··· Given information

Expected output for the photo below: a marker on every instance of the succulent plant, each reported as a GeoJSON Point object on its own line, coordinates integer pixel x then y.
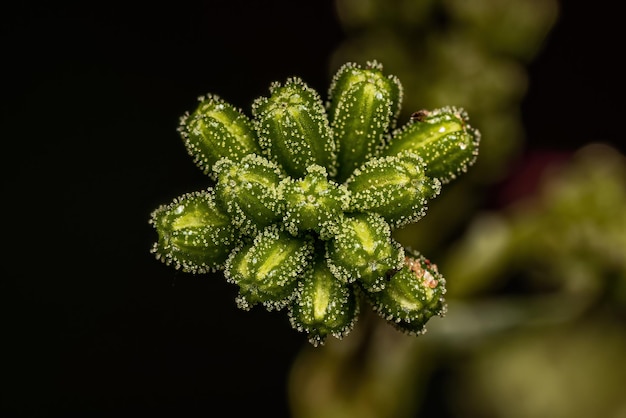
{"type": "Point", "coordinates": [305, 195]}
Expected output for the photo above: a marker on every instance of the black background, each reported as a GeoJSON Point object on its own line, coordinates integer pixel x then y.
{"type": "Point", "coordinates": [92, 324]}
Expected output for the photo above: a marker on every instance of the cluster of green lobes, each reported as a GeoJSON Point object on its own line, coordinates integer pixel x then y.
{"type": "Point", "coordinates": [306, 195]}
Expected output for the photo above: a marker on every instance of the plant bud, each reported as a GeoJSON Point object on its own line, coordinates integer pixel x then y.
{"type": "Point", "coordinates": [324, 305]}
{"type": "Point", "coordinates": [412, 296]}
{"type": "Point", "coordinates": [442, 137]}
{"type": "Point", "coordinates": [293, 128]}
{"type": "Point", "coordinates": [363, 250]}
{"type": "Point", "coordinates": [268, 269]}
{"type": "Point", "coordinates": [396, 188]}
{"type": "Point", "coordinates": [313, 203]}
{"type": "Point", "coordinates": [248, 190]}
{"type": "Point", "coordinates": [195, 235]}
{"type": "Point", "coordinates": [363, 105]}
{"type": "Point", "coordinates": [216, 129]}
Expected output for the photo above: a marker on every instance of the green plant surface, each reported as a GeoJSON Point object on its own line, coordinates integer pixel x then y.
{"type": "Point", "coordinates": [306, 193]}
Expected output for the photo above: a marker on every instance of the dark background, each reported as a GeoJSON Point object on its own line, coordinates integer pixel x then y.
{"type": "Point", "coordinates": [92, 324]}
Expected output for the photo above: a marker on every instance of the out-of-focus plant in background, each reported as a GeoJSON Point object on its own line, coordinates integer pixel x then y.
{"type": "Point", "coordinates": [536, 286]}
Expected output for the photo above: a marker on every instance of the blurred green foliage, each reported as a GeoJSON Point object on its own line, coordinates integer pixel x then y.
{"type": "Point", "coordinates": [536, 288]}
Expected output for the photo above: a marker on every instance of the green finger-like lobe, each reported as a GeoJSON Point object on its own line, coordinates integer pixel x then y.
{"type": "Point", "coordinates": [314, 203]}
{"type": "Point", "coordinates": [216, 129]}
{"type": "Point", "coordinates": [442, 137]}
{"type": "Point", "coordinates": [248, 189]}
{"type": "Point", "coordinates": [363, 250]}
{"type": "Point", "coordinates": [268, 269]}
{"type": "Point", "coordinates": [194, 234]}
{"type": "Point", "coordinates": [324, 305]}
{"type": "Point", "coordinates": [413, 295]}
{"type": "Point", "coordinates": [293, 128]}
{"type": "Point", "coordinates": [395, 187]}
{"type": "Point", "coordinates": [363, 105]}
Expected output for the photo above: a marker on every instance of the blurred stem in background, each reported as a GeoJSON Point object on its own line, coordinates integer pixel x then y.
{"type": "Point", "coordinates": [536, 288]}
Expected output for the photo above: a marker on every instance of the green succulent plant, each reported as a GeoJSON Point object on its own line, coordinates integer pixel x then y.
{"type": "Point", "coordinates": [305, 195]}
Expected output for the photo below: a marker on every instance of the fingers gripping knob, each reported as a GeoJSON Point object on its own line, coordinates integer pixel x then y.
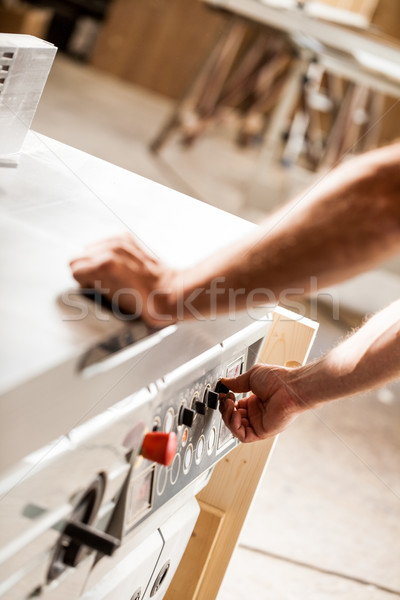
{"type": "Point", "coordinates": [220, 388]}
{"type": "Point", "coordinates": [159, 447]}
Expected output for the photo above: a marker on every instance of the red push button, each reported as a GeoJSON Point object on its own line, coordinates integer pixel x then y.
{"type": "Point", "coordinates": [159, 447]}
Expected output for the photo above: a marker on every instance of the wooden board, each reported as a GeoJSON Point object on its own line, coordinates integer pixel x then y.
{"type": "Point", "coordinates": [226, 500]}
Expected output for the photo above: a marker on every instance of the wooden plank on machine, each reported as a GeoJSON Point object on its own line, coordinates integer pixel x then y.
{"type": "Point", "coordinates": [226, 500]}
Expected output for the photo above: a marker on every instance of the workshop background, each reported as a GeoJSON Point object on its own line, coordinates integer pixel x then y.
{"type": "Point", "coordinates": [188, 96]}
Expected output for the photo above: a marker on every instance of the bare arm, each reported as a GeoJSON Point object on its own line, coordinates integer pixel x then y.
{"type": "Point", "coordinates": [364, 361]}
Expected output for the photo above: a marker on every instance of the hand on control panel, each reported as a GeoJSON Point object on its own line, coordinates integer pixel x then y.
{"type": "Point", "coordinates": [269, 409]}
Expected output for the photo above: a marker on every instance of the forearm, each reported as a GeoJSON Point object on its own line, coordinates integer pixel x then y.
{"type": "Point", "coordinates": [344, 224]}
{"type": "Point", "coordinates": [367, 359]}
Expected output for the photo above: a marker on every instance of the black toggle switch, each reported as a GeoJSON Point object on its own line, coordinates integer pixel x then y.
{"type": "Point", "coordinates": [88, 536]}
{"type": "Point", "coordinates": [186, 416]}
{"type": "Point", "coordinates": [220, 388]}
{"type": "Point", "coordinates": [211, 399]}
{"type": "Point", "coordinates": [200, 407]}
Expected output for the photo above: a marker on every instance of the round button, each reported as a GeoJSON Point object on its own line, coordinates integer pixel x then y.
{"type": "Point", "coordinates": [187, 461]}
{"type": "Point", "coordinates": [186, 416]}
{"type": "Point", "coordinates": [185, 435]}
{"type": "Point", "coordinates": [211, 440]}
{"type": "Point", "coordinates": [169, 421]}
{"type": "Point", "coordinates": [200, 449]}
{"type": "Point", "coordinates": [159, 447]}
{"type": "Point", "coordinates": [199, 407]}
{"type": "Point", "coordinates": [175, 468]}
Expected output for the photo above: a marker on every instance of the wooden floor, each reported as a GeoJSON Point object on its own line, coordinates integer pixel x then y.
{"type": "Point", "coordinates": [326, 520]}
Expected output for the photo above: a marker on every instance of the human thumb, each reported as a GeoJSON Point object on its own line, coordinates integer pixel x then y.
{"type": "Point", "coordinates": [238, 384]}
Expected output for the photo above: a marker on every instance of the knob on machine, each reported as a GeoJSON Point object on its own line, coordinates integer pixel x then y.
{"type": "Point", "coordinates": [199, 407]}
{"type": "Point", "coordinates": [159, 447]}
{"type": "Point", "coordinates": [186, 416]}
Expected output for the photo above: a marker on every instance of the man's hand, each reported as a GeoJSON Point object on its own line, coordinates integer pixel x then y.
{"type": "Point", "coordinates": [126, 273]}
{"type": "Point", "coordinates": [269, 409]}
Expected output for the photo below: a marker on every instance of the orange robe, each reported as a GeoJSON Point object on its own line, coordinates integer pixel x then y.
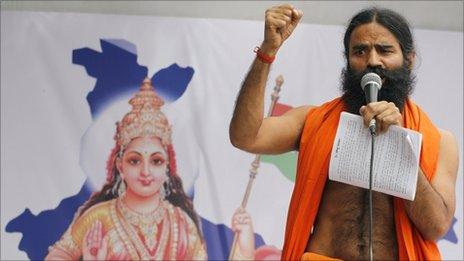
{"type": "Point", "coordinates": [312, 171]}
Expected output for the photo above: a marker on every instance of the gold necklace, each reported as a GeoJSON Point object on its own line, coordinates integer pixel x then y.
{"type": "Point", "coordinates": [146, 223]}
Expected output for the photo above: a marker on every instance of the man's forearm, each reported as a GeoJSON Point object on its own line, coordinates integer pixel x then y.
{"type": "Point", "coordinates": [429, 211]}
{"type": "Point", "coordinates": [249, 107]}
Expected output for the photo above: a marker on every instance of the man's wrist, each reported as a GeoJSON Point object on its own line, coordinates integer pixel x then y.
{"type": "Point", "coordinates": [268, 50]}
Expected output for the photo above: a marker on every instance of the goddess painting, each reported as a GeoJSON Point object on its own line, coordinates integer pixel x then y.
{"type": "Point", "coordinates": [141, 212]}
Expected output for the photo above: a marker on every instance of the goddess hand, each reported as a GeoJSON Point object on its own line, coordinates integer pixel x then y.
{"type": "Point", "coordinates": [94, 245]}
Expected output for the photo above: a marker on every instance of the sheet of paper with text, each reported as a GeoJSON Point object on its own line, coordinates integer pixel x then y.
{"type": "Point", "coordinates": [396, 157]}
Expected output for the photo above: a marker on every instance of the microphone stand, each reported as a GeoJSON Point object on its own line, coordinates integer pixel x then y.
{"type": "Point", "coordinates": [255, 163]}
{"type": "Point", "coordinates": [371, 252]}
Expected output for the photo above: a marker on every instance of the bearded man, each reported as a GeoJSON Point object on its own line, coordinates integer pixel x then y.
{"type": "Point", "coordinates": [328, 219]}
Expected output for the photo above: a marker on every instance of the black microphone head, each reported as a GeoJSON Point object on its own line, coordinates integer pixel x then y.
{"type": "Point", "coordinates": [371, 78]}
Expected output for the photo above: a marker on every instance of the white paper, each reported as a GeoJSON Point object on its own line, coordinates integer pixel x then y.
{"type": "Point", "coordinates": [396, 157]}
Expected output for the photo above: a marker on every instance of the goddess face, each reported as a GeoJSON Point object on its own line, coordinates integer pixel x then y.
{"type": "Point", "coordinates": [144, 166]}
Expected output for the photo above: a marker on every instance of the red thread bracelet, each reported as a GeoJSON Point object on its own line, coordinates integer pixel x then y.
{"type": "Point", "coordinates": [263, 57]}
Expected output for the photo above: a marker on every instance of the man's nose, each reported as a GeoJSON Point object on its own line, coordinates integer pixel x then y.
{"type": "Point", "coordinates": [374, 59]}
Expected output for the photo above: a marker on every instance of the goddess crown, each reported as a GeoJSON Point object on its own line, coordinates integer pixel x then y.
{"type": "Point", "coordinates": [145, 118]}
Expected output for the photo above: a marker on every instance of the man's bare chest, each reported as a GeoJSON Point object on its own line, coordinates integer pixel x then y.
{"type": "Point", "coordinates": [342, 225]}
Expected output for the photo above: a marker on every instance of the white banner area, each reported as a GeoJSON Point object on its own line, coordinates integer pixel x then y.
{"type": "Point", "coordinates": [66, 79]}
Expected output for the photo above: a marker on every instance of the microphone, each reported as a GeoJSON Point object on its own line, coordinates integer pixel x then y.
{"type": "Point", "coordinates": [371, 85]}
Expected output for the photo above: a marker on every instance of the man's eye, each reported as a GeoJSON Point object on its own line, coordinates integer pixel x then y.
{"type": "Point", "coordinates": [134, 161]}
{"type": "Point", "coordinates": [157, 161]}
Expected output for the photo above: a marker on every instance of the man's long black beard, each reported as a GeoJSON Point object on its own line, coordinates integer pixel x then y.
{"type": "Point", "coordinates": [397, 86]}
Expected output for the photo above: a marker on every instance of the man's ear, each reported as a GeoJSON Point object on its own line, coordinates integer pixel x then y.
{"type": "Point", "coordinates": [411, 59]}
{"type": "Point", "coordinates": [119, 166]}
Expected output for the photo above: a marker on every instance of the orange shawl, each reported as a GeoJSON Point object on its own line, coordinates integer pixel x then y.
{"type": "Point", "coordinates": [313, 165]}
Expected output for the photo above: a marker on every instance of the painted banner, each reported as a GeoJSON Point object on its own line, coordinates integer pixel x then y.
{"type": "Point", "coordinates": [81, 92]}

······
··· Given information

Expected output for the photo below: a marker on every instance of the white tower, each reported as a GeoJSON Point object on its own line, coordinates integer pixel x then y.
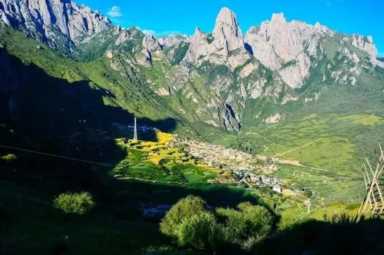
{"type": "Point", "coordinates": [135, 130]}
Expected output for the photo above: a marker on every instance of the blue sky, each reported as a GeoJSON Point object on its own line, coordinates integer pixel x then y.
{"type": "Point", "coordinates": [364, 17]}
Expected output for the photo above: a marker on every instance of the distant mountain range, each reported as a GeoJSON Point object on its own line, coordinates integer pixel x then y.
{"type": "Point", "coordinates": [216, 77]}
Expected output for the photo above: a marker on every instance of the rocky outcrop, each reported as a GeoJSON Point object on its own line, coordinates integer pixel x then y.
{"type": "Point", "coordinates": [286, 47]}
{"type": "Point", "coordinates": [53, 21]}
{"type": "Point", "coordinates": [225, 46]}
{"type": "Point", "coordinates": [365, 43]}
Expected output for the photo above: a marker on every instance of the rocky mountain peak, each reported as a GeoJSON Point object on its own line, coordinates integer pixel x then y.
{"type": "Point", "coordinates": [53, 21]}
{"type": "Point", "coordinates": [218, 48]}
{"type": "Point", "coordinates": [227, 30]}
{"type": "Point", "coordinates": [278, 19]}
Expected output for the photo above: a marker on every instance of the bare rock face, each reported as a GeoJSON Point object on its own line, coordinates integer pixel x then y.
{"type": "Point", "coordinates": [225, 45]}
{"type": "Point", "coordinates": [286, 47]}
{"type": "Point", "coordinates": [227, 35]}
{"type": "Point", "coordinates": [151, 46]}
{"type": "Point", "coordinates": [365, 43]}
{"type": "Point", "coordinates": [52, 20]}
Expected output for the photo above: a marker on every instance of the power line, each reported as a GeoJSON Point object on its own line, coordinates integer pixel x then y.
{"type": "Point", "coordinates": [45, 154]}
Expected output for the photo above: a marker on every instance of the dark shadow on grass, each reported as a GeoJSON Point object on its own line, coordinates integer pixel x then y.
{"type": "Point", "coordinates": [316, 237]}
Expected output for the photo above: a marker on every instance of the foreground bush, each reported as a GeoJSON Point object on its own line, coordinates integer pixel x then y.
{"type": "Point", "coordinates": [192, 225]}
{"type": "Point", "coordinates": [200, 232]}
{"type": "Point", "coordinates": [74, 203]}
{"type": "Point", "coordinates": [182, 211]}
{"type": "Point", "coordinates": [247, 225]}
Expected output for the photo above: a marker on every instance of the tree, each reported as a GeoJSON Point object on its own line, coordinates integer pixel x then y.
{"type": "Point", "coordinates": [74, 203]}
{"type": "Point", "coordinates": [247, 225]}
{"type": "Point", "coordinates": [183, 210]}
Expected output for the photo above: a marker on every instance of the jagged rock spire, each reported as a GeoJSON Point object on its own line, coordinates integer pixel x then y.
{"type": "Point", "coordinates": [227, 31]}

······
··· Given information

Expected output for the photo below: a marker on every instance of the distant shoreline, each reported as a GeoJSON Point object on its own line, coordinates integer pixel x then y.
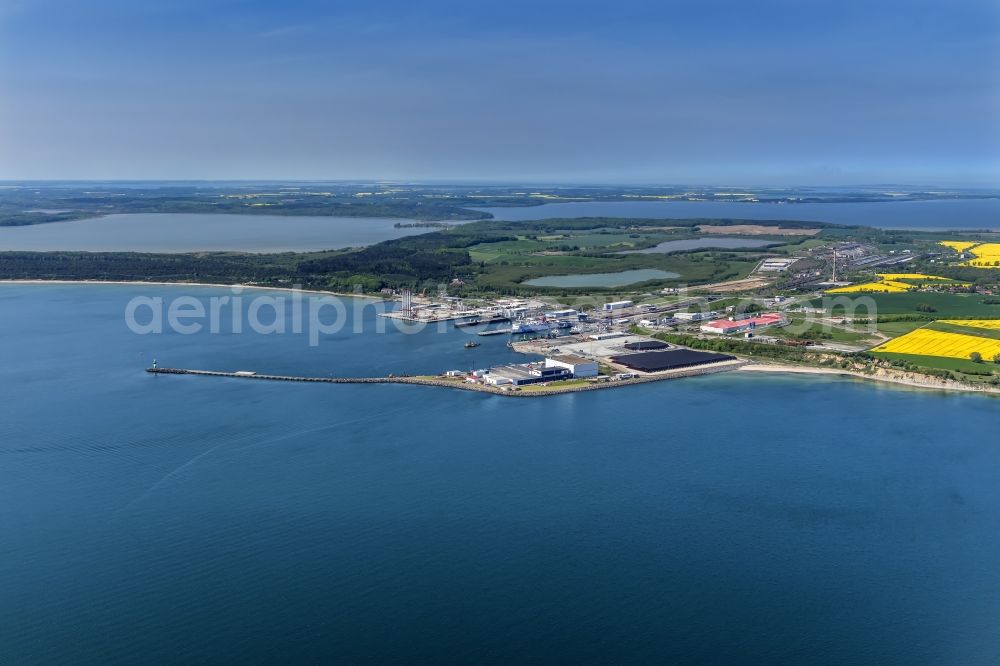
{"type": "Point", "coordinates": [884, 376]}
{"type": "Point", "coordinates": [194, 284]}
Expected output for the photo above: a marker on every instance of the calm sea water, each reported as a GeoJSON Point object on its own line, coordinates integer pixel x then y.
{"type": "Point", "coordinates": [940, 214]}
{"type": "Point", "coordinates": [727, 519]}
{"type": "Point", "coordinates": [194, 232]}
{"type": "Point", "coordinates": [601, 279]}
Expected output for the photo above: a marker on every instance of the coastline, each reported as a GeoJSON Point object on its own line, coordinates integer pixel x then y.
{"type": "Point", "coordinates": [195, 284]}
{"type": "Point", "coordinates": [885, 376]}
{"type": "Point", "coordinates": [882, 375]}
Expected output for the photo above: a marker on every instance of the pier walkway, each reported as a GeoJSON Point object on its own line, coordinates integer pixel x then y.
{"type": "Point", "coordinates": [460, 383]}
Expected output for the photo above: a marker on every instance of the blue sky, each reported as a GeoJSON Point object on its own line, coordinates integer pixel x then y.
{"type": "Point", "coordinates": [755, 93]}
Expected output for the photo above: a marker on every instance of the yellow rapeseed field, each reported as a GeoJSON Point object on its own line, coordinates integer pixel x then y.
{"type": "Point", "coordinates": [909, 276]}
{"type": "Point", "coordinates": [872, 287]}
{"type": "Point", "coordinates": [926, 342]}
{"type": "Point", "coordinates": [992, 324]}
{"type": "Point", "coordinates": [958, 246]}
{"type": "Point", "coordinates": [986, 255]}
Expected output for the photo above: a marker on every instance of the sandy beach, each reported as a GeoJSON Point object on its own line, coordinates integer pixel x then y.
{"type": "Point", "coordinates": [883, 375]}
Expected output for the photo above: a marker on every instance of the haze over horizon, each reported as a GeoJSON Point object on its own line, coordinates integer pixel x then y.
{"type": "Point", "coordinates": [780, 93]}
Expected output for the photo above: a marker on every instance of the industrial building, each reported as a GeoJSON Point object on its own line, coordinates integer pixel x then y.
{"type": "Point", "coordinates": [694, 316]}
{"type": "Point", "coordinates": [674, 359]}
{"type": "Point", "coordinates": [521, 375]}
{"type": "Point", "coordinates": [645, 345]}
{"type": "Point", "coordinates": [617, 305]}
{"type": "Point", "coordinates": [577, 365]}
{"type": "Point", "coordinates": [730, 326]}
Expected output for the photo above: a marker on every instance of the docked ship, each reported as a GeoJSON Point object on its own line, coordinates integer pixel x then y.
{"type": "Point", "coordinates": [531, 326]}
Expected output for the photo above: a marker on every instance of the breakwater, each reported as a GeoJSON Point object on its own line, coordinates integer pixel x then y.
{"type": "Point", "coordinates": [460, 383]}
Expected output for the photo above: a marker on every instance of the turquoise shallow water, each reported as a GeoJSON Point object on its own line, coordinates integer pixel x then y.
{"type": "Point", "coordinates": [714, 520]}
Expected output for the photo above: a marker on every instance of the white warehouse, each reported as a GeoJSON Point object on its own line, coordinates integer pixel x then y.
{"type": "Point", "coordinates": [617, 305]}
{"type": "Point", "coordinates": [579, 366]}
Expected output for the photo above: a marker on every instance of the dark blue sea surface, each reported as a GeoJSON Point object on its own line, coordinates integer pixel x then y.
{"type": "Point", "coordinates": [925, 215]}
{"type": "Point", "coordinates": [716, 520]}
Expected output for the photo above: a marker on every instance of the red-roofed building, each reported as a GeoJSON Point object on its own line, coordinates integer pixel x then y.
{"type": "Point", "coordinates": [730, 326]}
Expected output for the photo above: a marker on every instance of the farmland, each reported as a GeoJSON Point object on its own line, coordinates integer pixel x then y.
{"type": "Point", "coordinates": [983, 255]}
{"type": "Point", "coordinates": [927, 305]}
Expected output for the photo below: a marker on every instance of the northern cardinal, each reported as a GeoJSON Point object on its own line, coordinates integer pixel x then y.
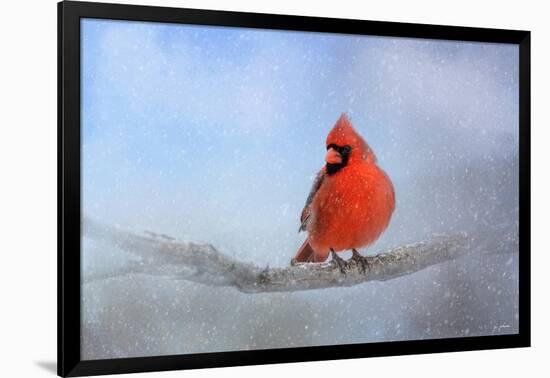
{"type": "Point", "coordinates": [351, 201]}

······

*Task description:*
List every line from the records above that contains the word "surface", copying each line in full.

*Final result:*
Expected output for the photo above: a marker on every instance of the green plant surface, each reported as a GeoJSON Point object on its own line, coordinates integer pixel x then y.
Expected output for the photo above: a marker on every instance of the dark blue sea surface, each reported as a GeoJSON Point object on its own line, coordinates integer pixel x then y.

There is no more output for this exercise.